Task goal>
Could you please find each line in the records that contains the word "metal" and copy it?

Task input>

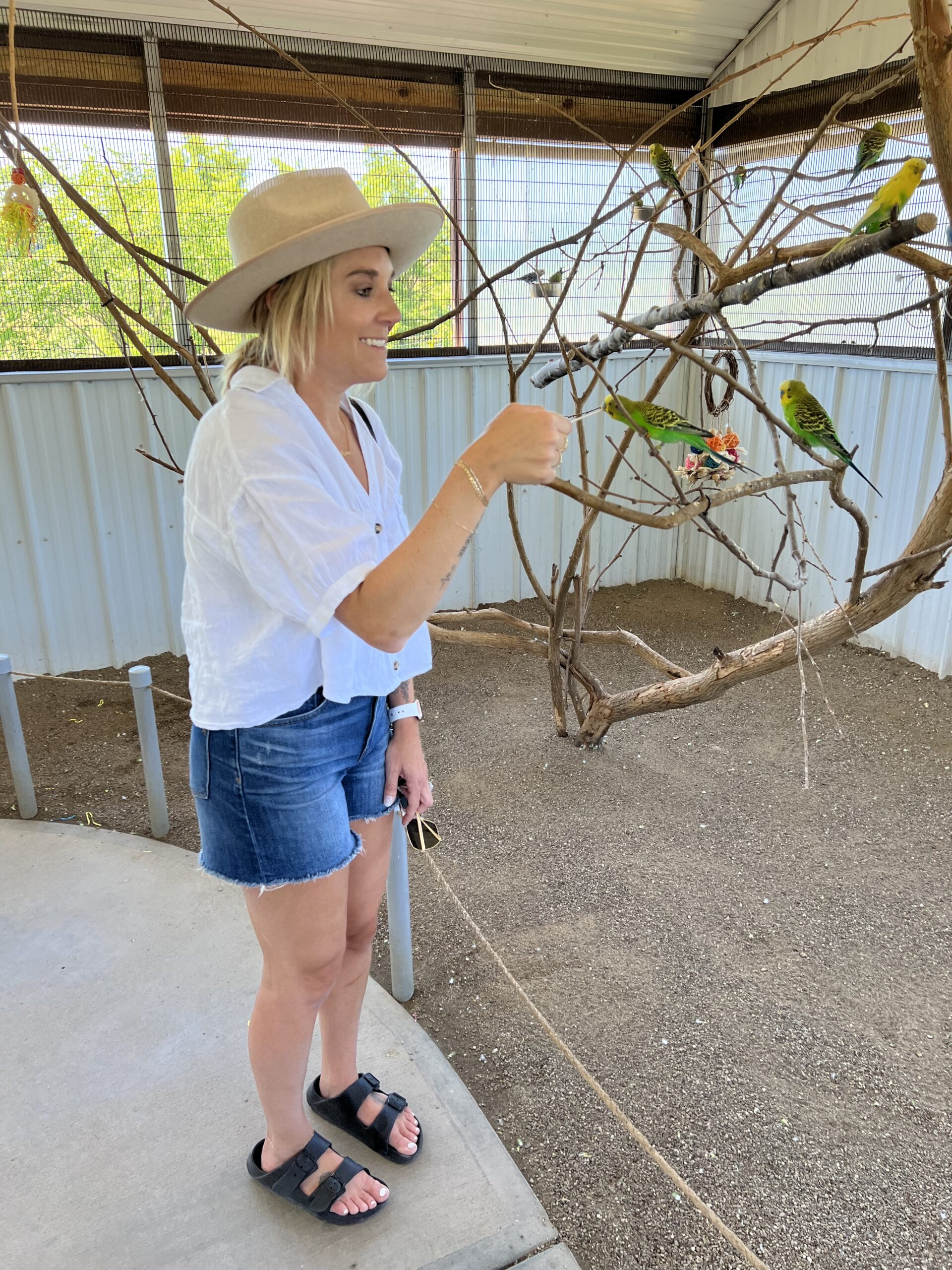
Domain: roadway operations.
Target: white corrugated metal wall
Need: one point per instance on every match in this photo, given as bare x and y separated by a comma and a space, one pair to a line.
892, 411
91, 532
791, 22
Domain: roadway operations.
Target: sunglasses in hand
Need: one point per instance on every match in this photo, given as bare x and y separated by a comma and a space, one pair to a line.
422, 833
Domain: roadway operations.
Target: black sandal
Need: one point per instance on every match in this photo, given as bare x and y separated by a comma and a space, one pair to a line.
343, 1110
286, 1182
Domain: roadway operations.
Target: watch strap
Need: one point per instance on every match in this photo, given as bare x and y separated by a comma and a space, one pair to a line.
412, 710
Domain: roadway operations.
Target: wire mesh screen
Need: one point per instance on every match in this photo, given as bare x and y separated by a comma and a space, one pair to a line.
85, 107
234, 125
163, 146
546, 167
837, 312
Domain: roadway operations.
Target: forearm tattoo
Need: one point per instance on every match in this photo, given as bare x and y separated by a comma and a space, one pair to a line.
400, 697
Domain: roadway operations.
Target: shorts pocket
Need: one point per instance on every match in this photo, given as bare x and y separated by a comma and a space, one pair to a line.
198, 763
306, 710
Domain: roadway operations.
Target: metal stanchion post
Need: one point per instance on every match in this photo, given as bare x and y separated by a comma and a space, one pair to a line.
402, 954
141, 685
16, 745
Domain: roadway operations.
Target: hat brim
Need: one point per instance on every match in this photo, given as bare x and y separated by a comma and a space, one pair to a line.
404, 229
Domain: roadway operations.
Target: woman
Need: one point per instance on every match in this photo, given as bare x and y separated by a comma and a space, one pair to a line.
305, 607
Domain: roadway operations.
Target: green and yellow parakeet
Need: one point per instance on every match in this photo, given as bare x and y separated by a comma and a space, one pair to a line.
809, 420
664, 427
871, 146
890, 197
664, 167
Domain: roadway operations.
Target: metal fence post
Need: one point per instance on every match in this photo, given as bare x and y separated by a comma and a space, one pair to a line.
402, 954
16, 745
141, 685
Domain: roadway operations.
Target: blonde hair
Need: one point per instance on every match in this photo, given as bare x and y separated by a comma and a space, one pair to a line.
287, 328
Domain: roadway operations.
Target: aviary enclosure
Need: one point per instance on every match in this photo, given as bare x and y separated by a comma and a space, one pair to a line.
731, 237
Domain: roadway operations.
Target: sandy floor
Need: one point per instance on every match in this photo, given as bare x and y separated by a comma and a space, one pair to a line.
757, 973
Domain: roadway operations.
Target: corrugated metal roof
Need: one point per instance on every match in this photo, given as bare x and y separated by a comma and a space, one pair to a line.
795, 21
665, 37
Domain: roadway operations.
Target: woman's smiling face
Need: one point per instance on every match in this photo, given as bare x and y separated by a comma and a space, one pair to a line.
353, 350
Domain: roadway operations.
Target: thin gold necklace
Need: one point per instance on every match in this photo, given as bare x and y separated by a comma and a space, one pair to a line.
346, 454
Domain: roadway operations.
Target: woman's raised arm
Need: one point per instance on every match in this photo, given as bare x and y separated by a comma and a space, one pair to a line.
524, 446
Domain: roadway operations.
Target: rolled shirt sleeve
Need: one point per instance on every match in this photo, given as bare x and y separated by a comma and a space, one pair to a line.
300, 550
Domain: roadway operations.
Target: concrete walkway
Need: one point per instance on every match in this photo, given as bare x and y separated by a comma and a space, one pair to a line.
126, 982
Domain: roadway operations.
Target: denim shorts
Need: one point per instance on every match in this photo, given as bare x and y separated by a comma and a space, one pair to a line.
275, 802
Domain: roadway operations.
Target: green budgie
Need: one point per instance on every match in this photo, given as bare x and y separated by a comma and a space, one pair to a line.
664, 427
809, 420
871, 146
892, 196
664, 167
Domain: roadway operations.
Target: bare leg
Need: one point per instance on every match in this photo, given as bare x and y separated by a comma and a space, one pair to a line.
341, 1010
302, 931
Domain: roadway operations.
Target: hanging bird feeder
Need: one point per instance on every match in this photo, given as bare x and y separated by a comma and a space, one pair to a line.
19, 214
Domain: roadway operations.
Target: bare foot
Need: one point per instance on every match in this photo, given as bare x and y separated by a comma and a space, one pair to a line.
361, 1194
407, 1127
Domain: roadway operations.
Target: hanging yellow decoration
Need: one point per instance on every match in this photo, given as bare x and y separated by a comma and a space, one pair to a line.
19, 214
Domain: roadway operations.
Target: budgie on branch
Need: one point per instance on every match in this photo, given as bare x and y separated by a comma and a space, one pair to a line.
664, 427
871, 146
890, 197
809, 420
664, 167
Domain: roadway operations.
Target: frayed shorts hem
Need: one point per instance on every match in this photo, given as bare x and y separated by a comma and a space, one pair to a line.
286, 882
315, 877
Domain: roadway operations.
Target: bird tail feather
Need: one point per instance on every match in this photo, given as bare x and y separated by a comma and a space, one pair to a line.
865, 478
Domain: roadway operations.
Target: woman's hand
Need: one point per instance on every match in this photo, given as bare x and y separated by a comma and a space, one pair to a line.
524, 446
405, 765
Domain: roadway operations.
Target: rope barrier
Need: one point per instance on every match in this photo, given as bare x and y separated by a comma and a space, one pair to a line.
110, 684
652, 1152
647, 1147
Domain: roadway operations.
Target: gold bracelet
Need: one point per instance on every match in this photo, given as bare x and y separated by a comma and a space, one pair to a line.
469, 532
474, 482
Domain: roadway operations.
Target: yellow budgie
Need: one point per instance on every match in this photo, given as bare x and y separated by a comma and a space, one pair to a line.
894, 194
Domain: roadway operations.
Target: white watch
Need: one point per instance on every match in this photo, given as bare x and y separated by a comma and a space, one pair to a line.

Answer for the task>
Target: white corrugated metal wall
Target: metal stanchion post
Target: metal fence post
Target: corrugated metal roof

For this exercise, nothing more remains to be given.